> **SELECTION**:
- Genre: Drama Romance
- Created by: Magic Moments Motion Pictures
- Written by: Leena Gangopadhyay
- Directed by: Saibal Banerjee
- Starring: Prapti Chatterjee Somraj Maity Nabanita Malakar
- Country of origin: India
- Original language: Bengali
- No. of episodes: 478

Production
- Producer: Saibal Banerjee
- Production location: Kolkata
- Camera setup: Multi-camera
- Running time: 22 minutes
- Production company: Magic Moments Motion Pictures

Original release
- Network: Zee Bangla
- Release: 28 March 2016 – 23 July 2017

= Ei Chheleta Bhelbheleta =

Indian Bengali TV series

Ei Chheleta Bhelbheleta a Bengali television Drama Series that premiered on 28 March 2016 to 23 July 2017 and aired on Zee Bangla. The show was produced by Magic Moments Motion Pictures, it starred Prapti Chatterjee and Somraj Maity in lead roles, Nabanita Malakar, Sabitri Chatterjee, Anusuya Majumdar, Shankar Chakraborty and Bharat Kaul in supporting roles. The show got replaced by a show Karunamoyee Rani Rashmoni.

[Dataset extracts with box labels]
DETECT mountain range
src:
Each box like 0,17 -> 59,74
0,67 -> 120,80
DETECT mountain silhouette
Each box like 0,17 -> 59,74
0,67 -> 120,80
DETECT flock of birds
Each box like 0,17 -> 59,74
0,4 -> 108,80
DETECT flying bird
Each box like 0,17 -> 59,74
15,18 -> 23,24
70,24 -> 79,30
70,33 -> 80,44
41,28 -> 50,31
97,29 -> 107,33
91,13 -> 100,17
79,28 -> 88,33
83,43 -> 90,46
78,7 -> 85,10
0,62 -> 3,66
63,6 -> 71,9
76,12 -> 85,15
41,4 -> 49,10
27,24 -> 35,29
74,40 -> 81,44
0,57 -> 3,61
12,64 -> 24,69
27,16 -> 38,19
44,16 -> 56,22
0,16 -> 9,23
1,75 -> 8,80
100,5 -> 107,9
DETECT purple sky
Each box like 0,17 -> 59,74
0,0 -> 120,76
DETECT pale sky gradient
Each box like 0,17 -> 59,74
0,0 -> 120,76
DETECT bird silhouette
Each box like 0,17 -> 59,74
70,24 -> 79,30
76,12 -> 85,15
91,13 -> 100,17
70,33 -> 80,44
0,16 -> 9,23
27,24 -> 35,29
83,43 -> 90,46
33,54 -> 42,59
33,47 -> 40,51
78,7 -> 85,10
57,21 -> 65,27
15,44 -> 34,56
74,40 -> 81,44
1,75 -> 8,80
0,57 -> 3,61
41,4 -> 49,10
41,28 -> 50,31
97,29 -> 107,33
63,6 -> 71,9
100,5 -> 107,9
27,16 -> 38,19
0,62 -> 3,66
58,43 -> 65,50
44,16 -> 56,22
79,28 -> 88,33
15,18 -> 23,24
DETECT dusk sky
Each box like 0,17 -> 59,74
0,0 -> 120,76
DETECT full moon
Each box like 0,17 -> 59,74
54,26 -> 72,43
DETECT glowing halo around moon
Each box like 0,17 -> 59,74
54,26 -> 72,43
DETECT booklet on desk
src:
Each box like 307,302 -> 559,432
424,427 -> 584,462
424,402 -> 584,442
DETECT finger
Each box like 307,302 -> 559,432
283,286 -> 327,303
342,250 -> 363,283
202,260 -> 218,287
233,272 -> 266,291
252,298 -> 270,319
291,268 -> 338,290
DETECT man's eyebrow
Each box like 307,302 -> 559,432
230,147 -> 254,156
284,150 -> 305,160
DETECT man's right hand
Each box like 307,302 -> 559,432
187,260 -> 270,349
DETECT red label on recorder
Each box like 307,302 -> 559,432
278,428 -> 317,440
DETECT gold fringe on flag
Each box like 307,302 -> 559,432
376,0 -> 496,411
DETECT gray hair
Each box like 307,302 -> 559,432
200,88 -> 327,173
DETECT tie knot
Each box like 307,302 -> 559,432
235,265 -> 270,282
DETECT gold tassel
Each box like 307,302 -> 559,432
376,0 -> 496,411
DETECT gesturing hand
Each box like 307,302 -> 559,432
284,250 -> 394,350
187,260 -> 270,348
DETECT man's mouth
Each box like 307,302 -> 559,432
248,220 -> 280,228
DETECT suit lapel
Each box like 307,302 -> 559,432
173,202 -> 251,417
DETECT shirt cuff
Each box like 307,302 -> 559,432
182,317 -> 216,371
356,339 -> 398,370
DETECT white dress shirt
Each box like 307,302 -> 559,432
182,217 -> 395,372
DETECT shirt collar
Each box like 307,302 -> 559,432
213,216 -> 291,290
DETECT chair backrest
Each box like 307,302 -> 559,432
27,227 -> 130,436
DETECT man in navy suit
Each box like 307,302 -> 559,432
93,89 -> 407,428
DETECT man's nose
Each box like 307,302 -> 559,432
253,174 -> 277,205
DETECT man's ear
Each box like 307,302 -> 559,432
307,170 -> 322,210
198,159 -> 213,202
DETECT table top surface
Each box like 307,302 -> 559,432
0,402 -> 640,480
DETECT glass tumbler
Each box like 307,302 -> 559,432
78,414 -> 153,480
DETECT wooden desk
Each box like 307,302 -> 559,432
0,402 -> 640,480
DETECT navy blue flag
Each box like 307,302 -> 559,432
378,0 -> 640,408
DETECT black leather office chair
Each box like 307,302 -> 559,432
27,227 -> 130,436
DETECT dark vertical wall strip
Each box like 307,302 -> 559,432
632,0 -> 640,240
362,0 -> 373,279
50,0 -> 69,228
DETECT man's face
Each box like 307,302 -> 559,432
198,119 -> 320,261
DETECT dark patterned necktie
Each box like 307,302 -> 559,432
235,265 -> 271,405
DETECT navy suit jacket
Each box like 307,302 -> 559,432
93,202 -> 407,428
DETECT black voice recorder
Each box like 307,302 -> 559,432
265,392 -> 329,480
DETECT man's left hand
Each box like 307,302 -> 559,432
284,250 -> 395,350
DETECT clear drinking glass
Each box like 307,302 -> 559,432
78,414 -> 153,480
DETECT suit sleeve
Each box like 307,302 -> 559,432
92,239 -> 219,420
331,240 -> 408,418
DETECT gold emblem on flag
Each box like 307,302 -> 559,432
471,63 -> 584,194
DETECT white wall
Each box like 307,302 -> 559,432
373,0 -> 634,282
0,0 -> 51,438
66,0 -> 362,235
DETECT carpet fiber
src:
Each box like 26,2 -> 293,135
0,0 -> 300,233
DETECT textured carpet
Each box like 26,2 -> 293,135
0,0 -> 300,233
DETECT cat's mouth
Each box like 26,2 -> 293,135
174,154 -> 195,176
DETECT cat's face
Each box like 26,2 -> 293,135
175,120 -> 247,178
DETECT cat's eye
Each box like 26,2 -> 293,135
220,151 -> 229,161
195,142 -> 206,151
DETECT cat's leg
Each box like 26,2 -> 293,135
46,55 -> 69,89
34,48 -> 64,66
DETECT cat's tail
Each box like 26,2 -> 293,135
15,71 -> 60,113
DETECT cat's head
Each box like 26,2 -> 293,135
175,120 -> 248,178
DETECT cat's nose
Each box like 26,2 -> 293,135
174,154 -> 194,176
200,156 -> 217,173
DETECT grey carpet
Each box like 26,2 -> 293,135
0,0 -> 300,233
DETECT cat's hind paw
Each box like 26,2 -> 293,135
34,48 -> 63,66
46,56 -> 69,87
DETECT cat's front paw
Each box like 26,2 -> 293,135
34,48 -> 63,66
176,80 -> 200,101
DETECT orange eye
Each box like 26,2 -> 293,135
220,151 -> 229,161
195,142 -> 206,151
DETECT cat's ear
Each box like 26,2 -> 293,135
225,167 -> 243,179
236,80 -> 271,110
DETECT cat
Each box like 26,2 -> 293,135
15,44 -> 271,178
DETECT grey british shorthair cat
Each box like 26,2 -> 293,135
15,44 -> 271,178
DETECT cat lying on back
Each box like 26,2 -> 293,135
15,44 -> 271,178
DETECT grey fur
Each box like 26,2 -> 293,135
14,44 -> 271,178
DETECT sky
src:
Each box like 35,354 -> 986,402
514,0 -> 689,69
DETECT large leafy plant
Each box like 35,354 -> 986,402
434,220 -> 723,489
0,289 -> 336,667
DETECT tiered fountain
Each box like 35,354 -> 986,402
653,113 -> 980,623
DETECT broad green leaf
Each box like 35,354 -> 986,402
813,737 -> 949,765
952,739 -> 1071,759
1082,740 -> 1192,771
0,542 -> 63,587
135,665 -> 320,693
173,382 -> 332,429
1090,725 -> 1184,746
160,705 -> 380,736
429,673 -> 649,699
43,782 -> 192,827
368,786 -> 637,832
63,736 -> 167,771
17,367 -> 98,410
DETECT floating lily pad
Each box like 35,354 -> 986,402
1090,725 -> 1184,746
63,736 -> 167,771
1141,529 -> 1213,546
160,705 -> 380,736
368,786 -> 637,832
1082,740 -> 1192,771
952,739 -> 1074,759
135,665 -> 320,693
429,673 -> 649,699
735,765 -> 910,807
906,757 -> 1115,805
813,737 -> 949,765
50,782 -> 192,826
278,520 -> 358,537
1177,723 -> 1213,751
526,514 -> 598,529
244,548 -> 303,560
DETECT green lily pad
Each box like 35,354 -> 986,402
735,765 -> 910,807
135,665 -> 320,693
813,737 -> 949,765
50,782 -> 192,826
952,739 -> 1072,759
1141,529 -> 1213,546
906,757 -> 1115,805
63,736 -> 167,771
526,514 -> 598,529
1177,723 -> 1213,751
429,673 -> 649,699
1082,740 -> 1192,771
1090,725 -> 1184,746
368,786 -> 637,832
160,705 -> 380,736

> **TASK INSTRUCTIONS**:
**a.** Transcribe the Ei Chheleta Bhelbheleta article from "Indian Bengali TV" up to and including "Karunamoyee Rani Rashmoni.".
**b.** Keep writing the Ei Chheleta Bhelbheleta article, picking up after its last sentence.
You won't need the material for anything here.

> **WRITTEN ANSWERS**:
**a.**
Indian Bengali TV series

Ei Chheleta Bhelbheleta a Bengali television Drama Series that premiered on 28 March 2016 to 23 July 2017 and aired on Zee Bangla. The show was produced by Magic Moments Motion Pictures, it starred Prapti Chatterjee and Somraj Maity in lead roles, Nabanita Malakar, Sabitri Chatterjee, Anusuya Majumdar, Shankar Chakraborty and Bharat Kaul in supporting roles. The show got replaced by a show Karunamoyee Rani Rashmoni.

**b.**
== Plot ==
The show's unique name has been taken from common Bengali childhood rhyme. It truly captures the free-spirited love and chemistry between the protagonists - Abir and Shaluk. Life takes a turn when introvert city-bred boy 'Abir' meets the vivacious village girl 'Shaluk'. Their unusual friendship clicks in an instant and soon a sweet innocent chemistry develops between the two. Soon they realize their feelings towards each other. Thus, starts the story of their 'first love'. 'Eii Chhele Ta Bhelbhele Ta' is a tale of love, which follows the protagonists through myriad of situations and sees them unite against all odds. The story showcases a pure love story between two teenagers and how their love matures over time and rises above the different obstacles of life.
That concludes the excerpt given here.